Rewrite the lines below, substituting "one point per instance" for "a point for each instance" everywhere it occurs and leaving all else unchanged.

Stored dataset items
★ ★ ★ ★ ★

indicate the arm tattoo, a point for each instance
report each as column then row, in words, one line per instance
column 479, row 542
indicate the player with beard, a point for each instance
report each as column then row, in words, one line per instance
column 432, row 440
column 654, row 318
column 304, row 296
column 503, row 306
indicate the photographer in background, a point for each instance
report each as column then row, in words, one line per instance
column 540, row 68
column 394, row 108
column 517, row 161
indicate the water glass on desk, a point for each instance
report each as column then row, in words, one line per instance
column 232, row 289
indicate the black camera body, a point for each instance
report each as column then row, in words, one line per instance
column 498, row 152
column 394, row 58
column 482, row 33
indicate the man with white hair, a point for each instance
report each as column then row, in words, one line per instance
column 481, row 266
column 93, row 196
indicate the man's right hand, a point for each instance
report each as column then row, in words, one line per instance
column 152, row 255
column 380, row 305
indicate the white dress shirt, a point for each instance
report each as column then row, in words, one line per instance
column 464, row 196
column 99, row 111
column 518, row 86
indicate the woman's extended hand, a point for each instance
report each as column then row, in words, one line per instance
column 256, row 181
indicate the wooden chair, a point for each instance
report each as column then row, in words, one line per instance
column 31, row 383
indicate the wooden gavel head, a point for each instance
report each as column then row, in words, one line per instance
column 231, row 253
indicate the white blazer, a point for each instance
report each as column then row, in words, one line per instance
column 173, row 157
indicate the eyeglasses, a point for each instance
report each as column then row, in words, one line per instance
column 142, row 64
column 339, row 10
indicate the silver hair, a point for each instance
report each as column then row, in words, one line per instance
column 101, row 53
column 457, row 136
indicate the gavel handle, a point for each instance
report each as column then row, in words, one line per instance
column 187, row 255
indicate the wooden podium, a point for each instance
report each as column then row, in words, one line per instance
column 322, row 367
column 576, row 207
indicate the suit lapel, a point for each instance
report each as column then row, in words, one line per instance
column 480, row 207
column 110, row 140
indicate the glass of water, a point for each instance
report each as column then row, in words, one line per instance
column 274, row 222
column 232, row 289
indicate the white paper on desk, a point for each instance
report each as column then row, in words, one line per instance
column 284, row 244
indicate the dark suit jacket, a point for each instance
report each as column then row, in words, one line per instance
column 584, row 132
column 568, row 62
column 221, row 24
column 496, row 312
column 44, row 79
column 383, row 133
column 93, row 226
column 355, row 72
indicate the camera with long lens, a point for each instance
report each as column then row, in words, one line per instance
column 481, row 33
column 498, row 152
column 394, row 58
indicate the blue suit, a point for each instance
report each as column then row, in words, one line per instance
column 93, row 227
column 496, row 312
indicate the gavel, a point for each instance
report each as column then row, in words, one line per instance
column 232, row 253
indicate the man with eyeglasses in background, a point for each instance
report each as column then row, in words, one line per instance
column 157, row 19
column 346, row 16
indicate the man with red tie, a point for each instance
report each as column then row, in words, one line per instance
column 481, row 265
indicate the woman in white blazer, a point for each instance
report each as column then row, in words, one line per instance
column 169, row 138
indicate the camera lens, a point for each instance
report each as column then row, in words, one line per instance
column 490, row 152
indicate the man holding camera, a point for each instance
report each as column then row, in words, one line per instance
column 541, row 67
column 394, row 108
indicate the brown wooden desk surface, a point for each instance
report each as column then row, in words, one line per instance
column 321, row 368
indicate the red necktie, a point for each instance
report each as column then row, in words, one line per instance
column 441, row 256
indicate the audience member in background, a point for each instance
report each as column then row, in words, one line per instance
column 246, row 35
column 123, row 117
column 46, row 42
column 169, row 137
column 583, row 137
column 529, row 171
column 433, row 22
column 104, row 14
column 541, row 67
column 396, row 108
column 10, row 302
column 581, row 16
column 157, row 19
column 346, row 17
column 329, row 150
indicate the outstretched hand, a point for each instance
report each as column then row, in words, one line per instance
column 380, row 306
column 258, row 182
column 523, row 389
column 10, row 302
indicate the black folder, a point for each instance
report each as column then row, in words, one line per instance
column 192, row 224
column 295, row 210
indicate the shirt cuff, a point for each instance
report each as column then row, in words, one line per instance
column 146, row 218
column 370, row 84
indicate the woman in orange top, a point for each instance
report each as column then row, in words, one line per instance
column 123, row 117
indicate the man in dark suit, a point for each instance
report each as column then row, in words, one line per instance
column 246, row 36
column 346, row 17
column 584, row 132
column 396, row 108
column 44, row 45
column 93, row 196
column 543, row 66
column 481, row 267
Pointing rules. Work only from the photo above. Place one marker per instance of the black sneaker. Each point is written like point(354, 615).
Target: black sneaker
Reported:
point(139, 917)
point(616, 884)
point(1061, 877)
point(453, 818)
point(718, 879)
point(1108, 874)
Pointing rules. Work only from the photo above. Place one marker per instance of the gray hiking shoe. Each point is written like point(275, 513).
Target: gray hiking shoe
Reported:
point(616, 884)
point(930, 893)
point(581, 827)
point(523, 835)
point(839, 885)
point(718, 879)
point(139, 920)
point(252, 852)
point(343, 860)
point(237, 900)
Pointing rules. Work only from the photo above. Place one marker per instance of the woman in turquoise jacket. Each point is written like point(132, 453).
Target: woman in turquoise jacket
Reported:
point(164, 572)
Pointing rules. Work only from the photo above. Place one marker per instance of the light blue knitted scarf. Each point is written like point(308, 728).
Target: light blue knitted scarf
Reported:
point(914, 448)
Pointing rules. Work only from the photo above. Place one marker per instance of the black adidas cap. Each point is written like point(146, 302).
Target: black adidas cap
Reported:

★ ★ ★ ★ ★

→ **Solution to the problem**
indicate the arm tattoo, one point per instance
report each as column then row, in words, one line per instance
column 479, row 542
indicate the player with beard, one point per instance
report each as column then row, in words, one line per instance
column 432, row 440
column 654, row 318
column 304, row 296
column 503, row 306
indicate the photographer in background, one point per instance
report each as column then row, in words, one line per instance
column 540, row 68
column 394, row 108
column 517, row 161
indicate the water glass on desk, one point per instance
report each as column then row, in words, one line per instance
column 232, row 289
indicate the black camera body, one point per instance
report each as column then row, in words, one line per instance
column 498, row 152
column 394, row 58
column 482, row 33
indicate the man with white hair, one point per instance
report each as column then row, in words, one line per instance
column 481, row 266
column 93, row 196
indicate the man's right hand, one point per instance
report each as column then row, in words, one line per instance
column 152, row 255
column 380, row 305
indicate the white dress shirt, one point per instance
report each as column then row, in words, one line per instance
column 464, row 196
column 99, row 111
column 518, row 86
indicate the woman's extended hand, one point per instance
report each as column then row, in words, one line per instance
column 256, row 181
indicate the wooden chair, one point per instance
report each as column then row, in words, one line per instance
column 31, row 383
indicate the wooden gavel head, one point per instance
report each as column then row, in words, one line per instance
column 231, row 253
indicate the white blazer, one point per instance
report each as column then row, in words, one line per instance
column 173, row 157
indicate the eyeglasses, one point per instance
report each as column then row, in words, one line per instance
column 142, row 64
column 339, row 10
indicate the silver hair, one point per instance
report each as column then row, in words, one line per instance
column 101, row 53
column 457, row 136
indicate the gavel handle, one point per instance
report each as column then row, in words, one line per instance
column 187, row 255
indicate the wooden podium, one point per instance
report each as column then row, in words, one line per instance
column 322, row 367
column 576, row 207
indicate the suit lapel, one point per instance
report each as column then row, in words, one line per instance
column 480, row 207
column 110, row 140
indicate the glass of water, one point per instance
report each as column then row, in words, one line per instance
column 274, row 222
column 232, row 289
indicate the white paper on desk, one point per instance
report each as column then row, in words, one line per instance
column 284, row 244
indicate the dark suit jacket, one point per instance
report each as column then row, in words, one line per instance
column 584, row 132
column 568, row 62
column 221, row 24
column 496, row 312
column 44, row 79
column 383, row 133
column 93, row 226
column 355, row 72
indicate the camera with long lens, one point per instance
report each as column then row, in words, one line per instance
column 481, row 33
column 498, row 152
column 394, row 58
indicate the blue suit, one point per instance
report each as column then row, in words, one line per instance
column 93, row 227
column 496, row 312
indicate the gavel, one point per instance
report each as column then row, in words, one line per instance
column 232, row 253
indicate the man with eyeglasses in background, one point per instance
report each as column then row, in words, one line per instance
column 157, row 19
column 346, row 16
indicate the man with red tie, one point per instance
report each as column then row, in words, one line per instance
column 481, row 265
indicate the woman in white blazer, one point per instance
report each as column then row, in words, one line per instance
column 169, row 138
indicate the camera lens, one point per instance
report each as column then row, in words, one line per instance
column 490, row 152
indicate the man holding camera, one point per instance
report each as column then row, in words, one line per instance
column 541, row 67
column 394, row 108
indicate the brown wooden desk surface, one point per instance
report each as column then row, in words, one line per instance
column 321, row 368
indicate the red necktie, one point per instance
report each as column then row, in words, one line per instance
column 441, row 256
indicate the audience member in background, one point per instance
report each as column then row, in words, one line per instance
column 246, row 35
column 123, row 117
column 46, row 42
column 169, row 137
column 583, row 137
column 529, row 171
column 433, row 22
column 104, row 14
column 541, row 67
column 396, row 108
column 10, row 302
column 581, row 16
column 157, row 19
column 346, row 17
column 329, row 150
indicate the outstretched hand, one point per instance
report each as column then row, in words, one line per instance
column 380, row 306
column 258, row 182
column 523, row 389
column 10, row 302
indicate the black folder, one point per instance
report each as column then row, in words, one line per instance
column 192, row 224
column 295, row 210
indicate the shirt cuff, one point per instance
report each as column then row, in words, one line per instance
column 146, row 218
column 370, row 84
indicate the woman in orange top, one point per instance
report each as column then row, in words, one line per instance
column 123, row 117
indicate the man in dark suit, one point per instance
report each as column then row, in words, one line per instance
column 246, row 36
column 346, row 17
column 584, row 132
column 396, row 108
column 44, row 45
column 93, row 196
column 543, row 66
column 481, row 267
Pointing rules. Work only from the photo above. Place one marker per instance of the black sneaker. Each point is written like point(354, 615).
Target: black sneaker
Reported:
point(139, 917)
point(616, 884)
point(1061, 877)
point(453, 818)
point(718, 879)
point(1108, 874)
Pointing rules. Work only from the photo above. Place one marker per instance of the gray hiking shoe. Each point is written like point(275, 513).
Target: gray hiking shoe
Reported:
point(616, 884)
point(930, 893)
point(581, 827)
point(523, 835)
point(839, 885)
point(718, 879)
point(139, 920)
point(252, 852)
point(343, 860)
point(237, 900)
Pointing rules. Work only from the photo above. Place one marker per instance of the woman in turquoise jacket. Each point is written like point(132, 453).
Target: woman in turquoise jacket
Reported:
point(164, 572)
Pointing rules. Work only from the photo above. Place one marker per instance of the light blue knitted scarf. Each point is written like point(308, 728).
Target: light blue knitted scarf
Reported:
point(914, 448)
Pointing rules. Work only from the photo above. Place one marker per instance of the black adidas cap. Each point is written like point(146, 302).
Target: black adidas cap
Reported:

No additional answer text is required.